* [Task to complete] Reproduce the records from their start through the line that contains "[0,0,508,464]", requests included, raising every bounding-box coordinate in the answers by 86. Leave the pictures out.

Region annotation entries
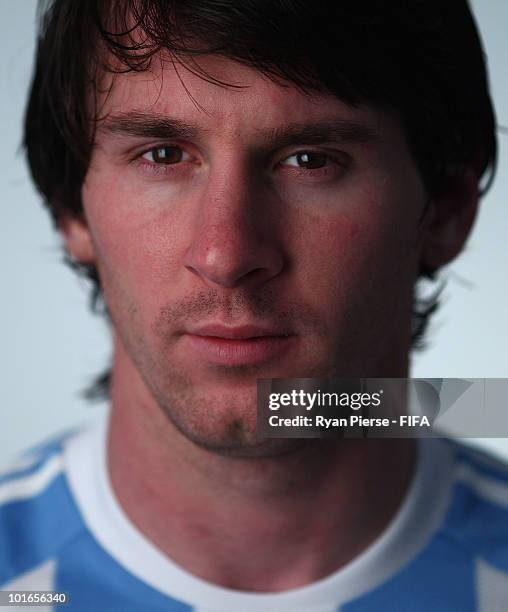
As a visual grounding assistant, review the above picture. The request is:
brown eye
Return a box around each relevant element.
[284,151,330,170]
[143,147,186,164]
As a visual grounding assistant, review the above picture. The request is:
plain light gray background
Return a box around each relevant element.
[0,0,508,464]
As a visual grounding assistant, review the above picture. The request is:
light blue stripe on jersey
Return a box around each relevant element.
[0,473,83,585]
[341,532,477,612]
[0,444,191,612]
[55,531,192,612]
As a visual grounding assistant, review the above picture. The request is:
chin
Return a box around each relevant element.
[154,384,301,457]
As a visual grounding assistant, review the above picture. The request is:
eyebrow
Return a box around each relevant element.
[98,111,381,148]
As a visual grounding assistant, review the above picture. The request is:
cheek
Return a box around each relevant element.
[294,184,420,328]
[83,175,188,309]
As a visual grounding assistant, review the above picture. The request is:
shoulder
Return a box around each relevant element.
[0,434,87,586]
[445,440,508,572]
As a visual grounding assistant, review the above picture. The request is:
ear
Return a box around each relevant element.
[58,215,95,264]
[422,167,480,270]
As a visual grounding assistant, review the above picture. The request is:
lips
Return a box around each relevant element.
[182,325,294,366]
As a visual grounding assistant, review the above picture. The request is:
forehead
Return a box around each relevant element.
[98,56,393,138]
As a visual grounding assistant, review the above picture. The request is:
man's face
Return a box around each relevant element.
[74,56,425,449]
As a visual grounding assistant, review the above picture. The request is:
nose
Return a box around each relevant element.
[184,169,284,289]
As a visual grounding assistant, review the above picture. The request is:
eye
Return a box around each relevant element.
[141,146,190,165]
[282,151,331,170]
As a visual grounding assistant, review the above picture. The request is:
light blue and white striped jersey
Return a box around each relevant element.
[0,420,508,612]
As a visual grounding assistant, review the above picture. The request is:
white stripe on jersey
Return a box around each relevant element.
[475,559,508,612]
[0,455,63,505]
[2,559,56,612]
[457,463,508,508]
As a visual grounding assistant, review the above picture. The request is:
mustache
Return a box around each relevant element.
[152,288,321,336]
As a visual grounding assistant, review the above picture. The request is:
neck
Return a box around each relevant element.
[108,342,415,592]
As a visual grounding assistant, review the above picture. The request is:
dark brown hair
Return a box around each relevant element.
[23,0,496,400]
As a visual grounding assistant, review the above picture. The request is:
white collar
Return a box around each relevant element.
[65,418,453,612]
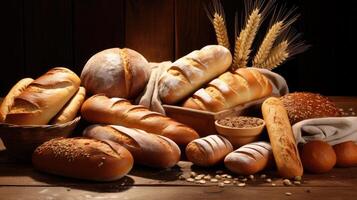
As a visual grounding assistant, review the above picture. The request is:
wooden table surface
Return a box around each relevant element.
[0,97,357,200]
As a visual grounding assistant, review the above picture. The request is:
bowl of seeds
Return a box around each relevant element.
[215,116,265,148]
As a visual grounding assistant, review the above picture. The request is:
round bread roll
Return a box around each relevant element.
[301,140,336,173]
[280,92,340,124]
[81,48,150,99]
[32,138,134,181]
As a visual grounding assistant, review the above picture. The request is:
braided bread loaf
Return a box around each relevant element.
[183,68,272,112]
[81,94,199,145]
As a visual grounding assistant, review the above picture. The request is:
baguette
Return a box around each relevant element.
[32,138,134,181]
[81,94,199,145]
[186,135,233,167]
[0,78,33,122]
[5,67,80,125]
[50,87,86,124]
[83,125,181,168]
[224,142,274,175]
[262,97,303,178]
[183,68,272,112]
[159,45,232,104]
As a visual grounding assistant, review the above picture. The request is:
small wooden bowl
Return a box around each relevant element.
[214,118,265,148]
[0,116,81,161]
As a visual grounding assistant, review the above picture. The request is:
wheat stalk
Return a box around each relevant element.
[253,21,284,67]
[259,40,289,70]
[233,8,262,68]
[212,12,230,49]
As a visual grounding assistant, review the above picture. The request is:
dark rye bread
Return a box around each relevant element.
[32,138,134,181]
[280,92,341,124]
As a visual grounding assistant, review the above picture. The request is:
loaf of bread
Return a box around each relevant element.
[5,67,80,125]
[81,48,150,99]
[280,92,341,124]
[32,138,134,181]
[81,94,199,145]
[262,97,303,178]
[224,142,274,175]
[159,45,232,104]
[333,141,357,167]
[183,68,272,112]
[186,135,233,167]
[300,140,336,173]
[50,87,86,124]
[83,125,181,168]
[0,78,33,122]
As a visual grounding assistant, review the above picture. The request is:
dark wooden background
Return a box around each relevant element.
[0,0,357,96]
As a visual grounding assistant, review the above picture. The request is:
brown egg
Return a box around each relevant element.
[301,140,336,173]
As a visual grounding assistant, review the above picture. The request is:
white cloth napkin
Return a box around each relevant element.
[293,117,357,145]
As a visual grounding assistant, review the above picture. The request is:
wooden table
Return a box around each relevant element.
[0,97,357,200]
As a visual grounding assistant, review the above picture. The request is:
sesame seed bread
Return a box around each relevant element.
[183,68,272,112]
[224,142,274,175]
[81,94,199,146]
[280,92,341,124]
[158,45,232,104]
[186,135,233,167]
[262,97,303,178]
[5,67,80,125]
[32,138,134,181]
[83,125,181,168]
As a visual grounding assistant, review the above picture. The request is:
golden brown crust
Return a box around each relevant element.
[262,97,303,178]
[5,67,80,125]
[32,138,134,181]
[50,87,86,124]
[0,78,33,122]
[280,92,340,124]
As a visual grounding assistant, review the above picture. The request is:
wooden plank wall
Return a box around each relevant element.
[0,0,357,96]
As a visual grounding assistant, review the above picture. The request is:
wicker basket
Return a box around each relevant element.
[0,117,80,161]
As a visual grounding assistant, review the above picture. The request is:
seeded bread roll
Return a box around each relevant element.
[83,125,181,168]
[280,92,341,124]
[81,48,150,99]
[32,138,134,181]
[224,142,274,175]
[186,135,233,167]
[262,97,303,178]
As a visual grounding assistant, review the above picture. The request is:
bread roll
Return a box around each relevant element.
[280,92,341,124]
[81,94,199,145]
[81,48,150,99]
[159,45,232,104]
[301,140,336,173]
[262,97,303,178]
[51,87,86,124]
[83,125,181,168]
[224,142,274,175]
[333,141,357,167]
[5,67,80,125]
[32,138,134,181]
[186,135,233,167]
[0,78,33,122]
[183,68,272,112]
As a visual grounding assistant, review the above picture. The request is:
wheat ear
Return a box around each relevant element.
[253,21,284,67]
[233,8,262,68]
[212,12,230,49]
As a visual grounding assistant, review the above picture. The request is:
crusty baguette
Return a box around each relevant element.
[5,67,80,125]
[0,78,33,122]
[81,94,199,145]
[50,87,86,124]
[183,68,272,112]
[224,142,274,175]
[83,125,181,168]
[32,138,134,181]
[159,45,232,104]
[262,97,303,178]
[186,135,233,167]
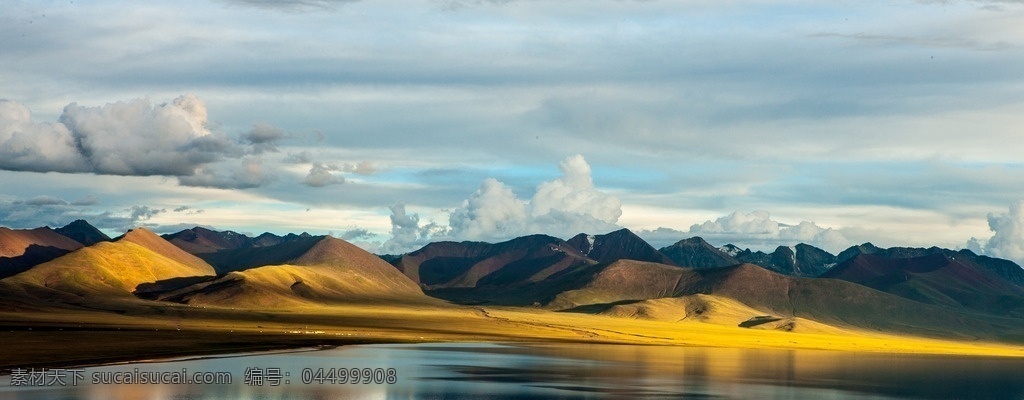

* [Full answer]
As a visual grounding assistant, review the above picture. The request is:
brown eye
Return a box around each relevant element.
[370,237,416,256]
[229,233,272,250]
As a visual grounding assistant, review the above picture. The request is:
plain light gray background
Return a box around each relevant element.
[86,86,594,550]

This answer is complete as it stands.